Hören wir denn nicht ab einem bestimmten Alter von ganz alleine auf, Grenzen zu überschreiten, weil wir doch so etwas wie altersweise werden und allgemein vorsichtiger mit allem?
Ja, das kann zum Teil sein. Und zwar bei den Menschen, deren Interesse wenig oder gar nicht ausgeprägt ist, immer wieder Neues entdecken zu wollen - aus den unterschiedlichsten Gründen kann das der Fall sein, dass sie meinen, ab jetzt kenne und weiß ich alles und das genügt. Das darf natürlich so sein.
Nun sind wir jedoch auf die Welt gekommen mit einem gehörigen Paket an Ideen, Vorstellungen, Wünschen, Sehnsüchten, Träumen, Talenten, Fähigkeiten …. und bei weitem lassen sich nicht alle in diesem Leben bedienen und ausprobieren. Deshalb ist die Wahrscheinlichkeit auch groß, dass das Bedürfnis nach Neuem bis ins hohe Alter in der Regel anhält, worüber sich übrigens unser Gehirn aus gutem Grund sehr freut und dankbar ist. Aber dazu an anderer Stelle mehr.
Wer also - egal in welchem Alter - nie aufhört, sich auszuprobieren in Dingen, die ihn interessieren und neugierig machen, hat eine große Garantie, sich erfüllt, glücklich und zufrieden zu fühlen, weil er sich stetig weiterentwickelt und Neues dazulernen möchte - sprich, das Bedürfnis nach Persönlichkeits- und Potenzialentwicklung hat.
Und dann gehören einfach auch diese oben beschriebenen Grenzen dazu, mal mehr, mal weniger, manchmal eben auch schmerzvoll …
… wovon ich ein Lied singen kann und aus dem Nähkästchen geplaudert, fällt mir folgende Begebenheit ein: Vor einiger Zeit hatte ich furchtbare Schmerzen der Bandscheiben oder zumindest um diesen Bereich herum, die sage und schreibe über ein 3/4 Jahr gingen. Ich wusste nicht, wie ich sitzen, stehen, liegen sollte.
Ich ging ich auf Spurensuche und zerbrach mir den Kopf darüber, woher das kommen konnte und wie ich das endlich wieder los werde, hielt eine falsche Bewegung oder Verdrehung für den Auslöser, konnte mich aber an nichts dergleichen erinnern und war schier verzweifelt, denn selbst das Drehen im Schlaf in der Nacht, ließ mich jedes Mal vor Schmerzen wach werden.

^^^^^^^^^^^^^^^^

◆ AUFGABEN
(a) Wie lange hatte die erzählende Person laut dem Textauszug die Schmerzen im Bereich der Bandscheiben?
(b) Aktualisiere im Textauszug die Stelle von „Wer also - egal“ bis „stehen, liegen sollte.“ und setze dabei „Hürden“ anstelle von „Grenzen“ ein.

◆ BEREITGESTELLTE DATEN
^^^^^^^^^^^^^^^^

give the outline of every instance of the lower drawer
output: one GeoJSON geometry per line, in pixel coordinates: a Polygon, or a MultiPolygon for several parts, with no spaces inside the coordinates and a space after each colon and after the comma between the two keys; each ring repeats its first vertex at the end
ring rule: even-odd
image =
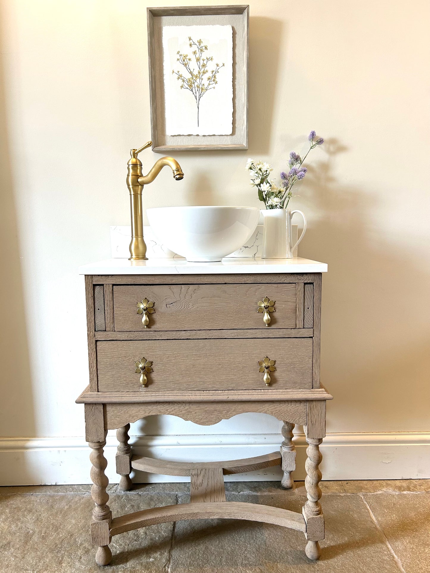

^^^^^^^^^^^^^^^^

◆ LÖSUNGEN
(a) Über ein 3/4 Jahr.

(b)
Wer also - egal in welchem Alter - nie aufhört, sich auszuprobieren in Dingen, die ihn interessieren und neugierig machen, hat eine große Garantie, sich erfüllt, glücklich und zufrieden zu fühlen, weil er sich stetig weiterentwickelt und Neues dazulernen möchte - sprich, das Bedürfnis nach Persönlichkeits- und Potenzialentwicklung hat.
Und dann gehören einfach auch diese oben beschriebenen Hürden dazu, mal mehr, mal weniger, manchmal eben auch schmerzvoll …
… wovon ich ein Lied singen kann und aus dem Nähkästchen geplaudert, fällt mir folgende Begebenheit ein: Vor einiger Zeit hatte ich furchtbare Schmerzen der Bandscheiben oder zumindest um diesen Bereich herum, die sage und schreibe über ein 3/4 Jahr gingen. Ich wusste nicht, wie ich sitzen, stehen, liegen sollte.